Up to and including the line holding "[indicate] exposed rock", write out the data exactly from its first line, but not the pictures.

-- Available data follows --

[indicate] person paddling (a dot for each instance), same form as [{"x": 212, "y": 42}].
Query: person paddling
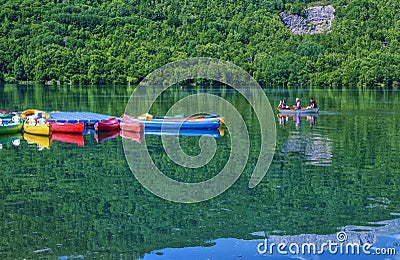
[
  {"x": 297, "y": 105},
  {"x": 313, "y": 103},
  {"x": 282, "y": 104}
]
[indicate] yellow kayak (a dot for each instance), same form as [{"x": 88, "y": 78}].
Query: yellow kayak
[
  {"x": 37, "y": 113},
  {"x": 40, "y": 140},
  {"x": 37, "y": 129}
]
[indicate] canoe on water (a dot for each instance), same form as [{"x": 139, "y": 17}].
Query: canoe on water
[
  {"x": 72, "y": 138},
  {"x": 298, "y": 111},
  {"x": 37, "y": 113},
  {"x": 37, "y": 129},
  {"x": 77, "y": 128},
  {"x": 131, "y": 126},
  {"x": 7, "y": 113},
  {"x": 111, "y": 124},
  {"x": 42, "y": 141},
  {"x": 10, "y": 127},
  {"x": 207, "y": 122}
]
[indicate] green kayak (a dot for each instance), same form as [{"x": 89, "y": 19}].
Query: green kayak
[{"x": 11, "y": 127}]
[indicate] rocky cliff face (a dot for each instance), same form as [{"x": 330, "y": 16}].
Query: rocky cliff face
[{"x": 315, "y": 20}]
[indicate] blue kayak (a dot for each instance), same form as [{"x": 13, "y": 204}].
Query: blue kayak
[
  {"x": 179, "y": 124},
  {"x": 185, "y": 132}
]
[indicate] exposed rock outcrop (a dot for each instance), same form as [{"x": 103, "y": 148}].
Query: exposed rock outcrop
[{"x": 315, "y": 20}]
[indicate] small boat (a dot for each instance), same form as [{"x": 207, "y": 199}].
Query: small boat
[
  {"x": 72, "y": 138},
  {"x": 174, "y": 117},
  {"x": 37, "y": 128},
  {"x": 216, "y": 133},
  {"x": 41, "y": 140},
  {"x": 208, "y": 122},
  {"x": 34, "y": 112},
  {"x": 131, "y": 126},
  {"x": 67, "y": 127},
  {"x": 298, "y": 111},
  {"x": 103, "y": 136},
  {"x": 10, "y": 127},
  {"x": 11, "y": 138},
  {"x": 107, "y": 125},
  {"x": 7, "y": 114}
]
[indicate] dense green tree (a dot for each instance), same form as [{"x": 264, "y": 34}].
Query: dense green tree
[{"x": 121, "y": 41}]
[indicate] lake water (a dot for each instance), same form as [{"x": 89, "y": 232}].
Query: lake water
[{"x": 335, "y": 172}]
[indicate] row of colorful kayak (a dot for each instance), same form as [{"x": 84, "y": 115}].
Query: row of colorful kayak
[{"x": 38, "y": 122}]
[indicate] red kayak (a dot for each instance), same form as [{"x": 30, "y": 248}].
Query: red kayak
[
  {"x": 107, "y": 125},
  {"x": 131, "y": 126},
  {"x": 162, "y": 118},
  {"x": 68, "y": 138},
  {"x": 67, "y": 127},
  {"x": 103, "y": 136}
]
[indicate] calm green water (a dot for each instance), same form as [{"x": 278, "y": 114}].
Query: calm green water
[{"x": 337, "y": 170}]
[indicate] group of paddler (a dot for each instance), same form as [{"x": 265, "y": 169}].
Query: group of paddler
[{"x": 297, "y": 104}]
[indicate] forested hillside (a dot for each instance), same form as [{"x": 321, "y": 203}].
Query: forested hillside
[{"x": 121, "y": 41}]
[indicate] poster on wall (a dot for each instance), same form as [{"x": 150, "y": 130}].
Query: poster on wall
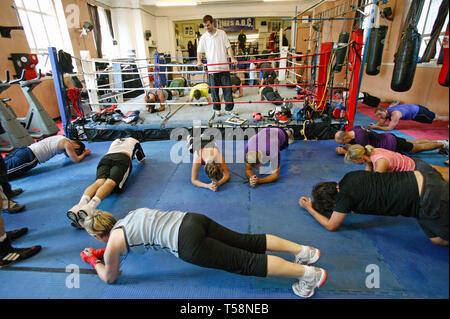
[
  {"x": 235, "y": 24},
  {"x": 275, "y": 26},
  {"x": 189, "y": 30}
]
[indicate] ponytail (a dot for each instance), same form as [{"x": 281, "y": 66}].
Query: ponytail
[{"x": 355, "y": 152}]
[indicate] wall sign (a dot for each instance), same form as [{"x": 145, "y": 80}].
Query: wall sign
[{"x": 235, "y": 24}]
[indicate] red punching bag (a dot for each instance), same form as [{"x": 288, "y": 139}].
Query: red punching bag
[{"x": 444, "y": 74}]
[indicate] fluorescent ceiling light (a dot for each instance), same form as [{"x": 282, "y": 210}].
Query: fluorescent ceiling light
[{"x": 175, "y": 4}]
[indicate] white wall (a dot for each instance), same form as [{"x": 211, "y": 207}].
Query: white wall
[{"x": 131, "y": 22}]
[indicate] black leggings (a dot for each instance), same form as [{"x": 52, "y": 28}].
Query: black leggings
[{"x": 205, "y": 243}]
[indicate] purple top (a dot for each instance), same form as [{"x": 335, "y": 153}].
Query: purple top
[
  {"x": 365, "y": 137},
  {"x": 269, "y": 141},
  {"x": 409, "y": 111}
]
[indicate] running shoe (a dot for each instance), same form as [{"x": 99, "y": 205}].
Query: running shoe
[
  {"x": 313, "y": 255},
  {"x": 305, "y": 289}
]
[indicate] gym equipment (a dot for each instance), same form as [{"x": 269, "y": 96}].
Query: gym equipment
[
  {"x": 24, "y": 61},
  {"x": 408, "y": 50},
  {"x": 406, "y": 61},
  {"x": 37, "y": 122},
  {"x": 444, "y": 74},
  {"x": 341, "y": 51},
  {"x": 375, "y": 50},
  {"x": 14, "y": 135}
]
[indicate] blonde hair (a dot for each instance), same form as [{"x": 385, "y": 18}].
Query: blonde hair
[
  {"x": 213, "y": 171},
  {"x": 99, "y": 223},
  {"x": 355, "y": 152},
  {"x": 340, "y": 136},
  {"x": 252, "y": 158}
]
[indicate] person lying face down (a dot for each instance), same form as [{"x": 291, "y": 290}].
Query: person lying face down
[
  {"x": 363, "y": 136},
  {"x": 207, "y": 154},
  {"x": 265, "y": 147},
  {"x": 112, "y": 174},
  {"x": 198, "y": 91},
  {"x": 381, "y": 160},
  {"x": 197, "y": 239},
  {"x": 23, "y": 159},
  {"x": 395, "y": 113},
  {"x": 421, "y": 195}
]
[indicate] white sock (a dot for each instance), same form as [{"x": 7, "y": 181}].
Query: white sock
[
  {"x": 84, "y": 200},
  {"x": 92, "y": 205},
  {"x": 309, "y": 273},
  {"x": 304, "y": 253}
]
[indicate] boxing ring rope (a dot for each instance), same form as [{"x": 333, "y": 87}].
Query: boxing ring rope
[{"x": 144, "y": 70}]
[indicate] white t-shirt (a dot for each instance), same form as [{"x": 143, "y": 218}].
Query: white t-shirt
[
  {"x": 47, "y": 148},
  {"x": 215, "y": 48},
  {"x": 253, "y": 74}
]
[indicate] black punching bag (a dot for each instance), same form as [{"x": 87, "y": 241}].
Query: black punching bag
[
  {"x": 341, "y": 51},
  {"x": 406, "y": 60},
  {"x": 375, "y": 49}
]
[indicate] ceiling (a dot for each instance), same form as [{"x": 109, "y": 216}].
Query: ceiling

-- Available data concluded --

**Your response**
[indicate] person paddling (a dot for each instance), same form as [{"x": 212, "y": 42}].
Query: person paddling
[
  {"x": 297, "y": 105},
  {"x": 313, "y": 103},
  {"x": 282, "y": 104}
]
[indicate] yellow kayak (a dot for each instance), same form as [{"x": 88, "y": 78}].
Query: yellow kayak
[
  {"x": 37, "y": 113},
  {"x": 40, "y": 140},
  {"x": 37, "y": 129}
]
[indicate] canoe on water (a dot for each instance), same form as [{"x": 139, "y": 17}].
Query: canoe on water
[
  {"x": 72, "y": 138},
  {"x": 298, "y": 111},
  {"x": 37, "y": 113},
  {"x": 37, "y": 129},
  {"x": 77, "y": 128},
  {"x": 131, "y": 126},
  {"x": 7, "y": 113},
  {"x": 111, "y": 124},
  {"x": 42, "y": 141},
  {"x": 10, "y": 127},
  {"x": 207, "y": 122}
]
[indicate] green kayak (a dot for each instance), same form as [{"x": 89, "y": 19}].
Query: green kayak
[{"x": 11, "y": 127}]
[indicate] rocky cliff face (a dot for each instance), same form as [{"x": 330, "y": 16}].
Query: rocky cliff face
[{"x": 315, "y": 20}]
[indicate] blue kayak (a dot for each instance), same form as [{"x": 13, "y": 204}].
Query: blue kayak
[
  {"x": 179, "y": 124},
  {"x": 185, "y": 132}
]
[indicate] exposed rock outcrop (a dot for each instance), same form as [{"x": 103, "y": 148}].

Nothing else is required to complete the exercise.